## BEGIN Text provided
Under its existing authority, the Commission has taken significant enforcement actions against illegal actors. For example, the Commission fined Adrian Abramovich $120 million for making nearly 100 million spoofed calls over three months,1 fined telemarketer Philip Roesel and his companies more than $82 million for illegal caller ID spoofing,2 and proposed a more than $37.5 million fine against Affordable Enterprises of Arizona for making millions of illegally-spoofed telemarketing calls.3 We support appropriate enforcement actions to mitigate the harm caused to consumers by fraudulent and scam calls.
However, consumers are also harmed when they do not receive time-sensitive calls and text messages from legitimate businesses. Fraud alerts, data breach notifications, reminders to renew prescriptions or schedule a visit to the doctor, notifications of power outages, and automobile recall notices are consumer-benefitting calls that must be placed immediately to be of value to the recipient. It is critical that these calls and text messages be completed. As the Committee moves forward with its efforts in this area, we ask that it clearly distinguish between illegal callers and legitimate businesses. To that end, we are concerned that the legislation under consideration by the Subcommittee will have unintended consequences that could negatively impact consumers as well as the broader business community. For example, H.R. 946 (the “Stopping Bad Robocalls Act”) goes far beyond the scope of addressing the illegal actors who make abusive automated calls. In its current form, the legislation would harm businesses and consumers by impeding legitimate calls that consumers actually need or want.
## END Text provided
## BEGIN Dataset
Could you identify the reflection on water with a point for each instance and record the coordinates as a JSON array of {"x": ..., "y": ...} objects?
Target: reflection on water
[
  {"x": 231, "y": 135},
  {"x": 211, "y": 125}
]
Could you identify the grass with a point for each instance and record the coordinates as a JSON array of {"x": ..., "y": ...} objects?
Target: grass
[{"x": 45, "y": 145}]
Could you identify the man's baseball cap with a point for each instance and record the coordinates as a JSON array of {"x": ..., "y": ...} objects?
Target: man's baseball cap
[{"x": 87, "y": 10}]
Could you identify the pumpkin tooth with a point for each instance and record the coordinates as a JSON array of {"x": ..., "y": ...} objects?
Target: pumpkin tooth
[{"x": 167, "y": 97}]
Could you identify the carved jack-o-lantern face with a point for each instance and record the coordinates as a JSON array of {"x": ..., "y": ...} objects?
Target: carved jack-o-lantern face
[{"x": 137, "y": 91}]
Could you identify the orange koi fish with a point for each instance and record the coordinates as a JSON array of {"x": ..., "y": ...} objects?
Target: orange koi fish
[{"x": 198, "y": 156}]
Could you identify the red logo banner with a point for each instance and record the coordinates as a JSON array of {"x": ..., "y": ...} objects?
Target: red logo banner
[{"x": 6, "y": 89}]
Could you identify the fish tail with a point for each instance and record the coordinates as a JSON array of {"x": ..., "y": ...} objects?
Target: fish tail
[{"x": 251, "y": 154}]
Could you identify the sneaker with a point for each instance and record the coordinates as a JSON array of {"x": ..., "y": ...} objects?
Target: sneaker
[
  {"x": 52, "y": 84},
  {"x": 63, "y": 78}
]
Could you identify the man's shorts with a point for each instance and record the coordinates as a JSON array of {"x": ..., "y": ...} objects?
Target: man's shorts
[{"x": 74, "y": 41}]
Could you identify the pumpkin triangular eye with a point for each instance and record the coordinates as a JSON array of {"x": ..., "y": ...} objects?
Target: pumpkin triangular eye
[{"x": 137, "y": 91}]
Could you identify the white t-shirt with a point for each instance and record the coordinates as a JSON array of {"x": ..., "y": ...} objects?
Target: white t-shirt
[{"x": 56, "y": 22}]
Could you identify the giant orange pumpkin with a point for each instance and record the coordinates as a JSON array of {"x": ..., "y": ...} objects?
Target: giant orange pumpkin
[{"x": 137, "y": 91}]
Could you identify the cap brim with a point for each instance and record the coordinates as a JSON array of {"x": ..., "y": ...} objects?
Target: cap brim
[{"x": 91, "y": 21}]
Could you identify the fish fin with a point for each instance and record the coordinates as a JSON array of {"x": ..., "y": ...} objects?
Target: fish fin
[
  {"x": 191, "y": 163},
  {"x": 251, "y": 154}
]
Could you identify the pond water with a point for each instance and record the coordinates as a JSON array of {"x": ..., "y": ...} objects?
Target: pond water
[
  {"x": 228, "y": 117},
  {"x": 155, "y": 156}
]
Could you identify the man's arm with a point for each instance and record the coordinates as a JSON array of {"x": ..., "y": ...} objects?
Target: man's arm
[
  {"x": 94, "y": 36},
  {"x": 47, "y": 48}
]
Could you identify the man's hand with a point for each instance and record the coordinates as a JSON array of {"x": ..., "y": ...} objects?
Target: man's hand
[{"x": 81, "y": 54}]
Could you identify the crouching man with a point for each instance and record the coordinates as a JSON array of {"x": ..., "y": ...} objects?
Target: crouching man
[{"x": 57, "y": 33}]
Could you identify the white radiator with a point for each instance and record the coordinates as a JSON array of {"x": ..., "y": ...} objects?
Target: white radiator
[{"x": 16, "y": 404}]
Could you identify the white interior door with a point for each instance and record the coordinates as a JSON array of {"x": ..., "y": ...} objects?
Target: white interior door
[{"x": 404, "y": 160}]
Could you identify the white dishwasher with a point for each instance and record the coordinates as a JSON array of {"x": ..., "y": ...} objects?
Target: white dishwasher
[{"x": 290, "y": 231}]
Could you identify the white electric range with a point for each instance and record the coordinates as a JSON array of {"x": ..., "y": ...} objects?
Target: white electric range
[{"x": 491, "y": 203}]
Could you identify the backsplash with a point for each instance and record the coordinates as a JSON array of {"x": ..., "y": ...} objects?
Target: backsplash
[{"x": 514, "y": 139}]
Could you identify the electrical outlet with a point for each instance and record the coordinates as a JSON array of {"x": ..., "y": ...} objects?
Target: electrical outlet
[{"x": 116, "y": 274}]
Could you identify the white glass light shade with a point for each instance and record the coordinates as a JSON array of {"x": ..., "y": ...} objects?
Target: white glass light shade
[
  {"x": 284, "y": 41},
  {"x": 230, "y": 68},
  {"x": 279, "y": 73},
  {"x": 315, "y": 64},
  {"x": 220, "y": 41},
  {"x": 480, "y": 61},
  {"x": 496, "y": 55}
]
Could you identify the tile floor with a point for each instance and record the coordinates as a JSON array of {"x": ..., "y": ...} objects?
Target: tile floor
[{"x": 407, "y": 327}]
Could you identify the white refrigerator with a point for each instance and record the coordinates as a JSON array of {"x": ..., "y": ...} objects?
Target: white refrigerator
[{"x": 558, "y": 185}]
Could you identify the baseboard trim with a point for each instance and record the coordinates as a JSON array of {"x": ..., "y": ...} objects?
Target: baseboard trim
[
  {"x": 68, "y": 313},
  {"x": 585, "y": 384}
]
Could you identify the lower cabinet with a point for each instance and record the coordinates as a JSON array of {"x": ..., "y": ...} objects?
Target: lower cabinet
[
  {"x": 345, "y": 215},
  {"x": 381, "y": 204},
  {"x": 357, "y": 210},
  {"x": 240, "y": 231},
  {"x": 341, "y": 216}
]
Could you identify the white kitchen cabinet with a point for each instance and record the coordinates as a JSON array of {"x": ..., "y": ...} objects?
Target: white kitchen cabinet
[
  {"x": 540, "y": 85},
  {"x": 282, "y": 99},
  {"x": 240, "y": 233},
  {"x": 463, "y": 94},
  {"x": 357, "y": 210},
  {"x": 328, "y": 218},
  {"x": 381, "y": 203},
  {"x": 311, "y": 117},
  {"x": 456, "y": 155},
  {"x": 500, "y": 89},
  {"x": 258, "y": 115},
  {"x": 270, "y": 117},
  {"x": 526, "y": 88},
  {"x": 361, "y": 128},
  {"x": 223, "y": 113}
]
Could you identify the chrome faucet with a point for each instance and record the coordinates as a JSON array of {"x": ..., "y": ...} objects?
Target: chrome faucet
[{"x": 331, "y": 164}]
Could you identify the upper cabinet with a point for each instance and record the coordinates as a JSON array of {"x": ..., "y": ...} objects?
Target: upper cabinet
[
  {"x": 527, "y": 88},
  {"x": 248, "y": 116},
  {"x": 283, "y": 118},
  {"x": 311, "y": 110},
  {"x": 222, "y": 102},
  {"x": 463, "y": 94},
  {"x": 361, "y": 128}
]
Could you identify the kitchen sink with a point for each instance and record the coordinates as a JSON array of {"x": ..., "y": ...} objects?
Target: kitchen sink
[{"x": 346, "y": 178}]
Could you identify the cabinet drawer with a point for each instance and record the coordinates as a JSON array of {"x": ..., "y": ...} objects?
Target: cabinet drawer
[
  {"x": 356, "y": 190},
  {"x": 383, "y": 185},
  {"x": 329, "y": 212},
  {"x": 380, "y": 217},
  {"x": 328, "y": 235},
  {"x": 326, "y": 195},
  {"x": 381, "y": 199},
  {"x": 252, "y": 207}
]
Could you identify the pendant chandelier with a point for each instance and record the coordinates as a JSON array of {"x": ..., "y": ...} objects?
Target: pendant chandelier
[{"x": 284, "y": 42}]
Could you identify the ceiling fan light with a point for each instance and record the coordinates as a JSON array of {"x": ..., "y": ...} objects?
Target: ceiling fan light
## END Dataset
Aim of the task: Extend the passage on robocall enforcement and the proposed legislation, beginning after its final sentence.

Exercise response:
Furthermore, the business community is also concerned about the current lack of regulatory clarity regarding the Telephone Consumer Protection Act (TCPA). This statute was intended to target abusive telemarketing calls, and not “be a barrier to the normal, expected or desired communications between businesses and their customers.”4 However, uncertainty following a recent ruling by the D.C. Circuit Court of Appeals threatens the ability of legitimate callers to communicate with the consumers with whom they have a relationship.
Accordingly, we ask that you work with the Commission to provide clarity surrounding legitimate informational communications, while continuing your important work to impede truly abusive calls.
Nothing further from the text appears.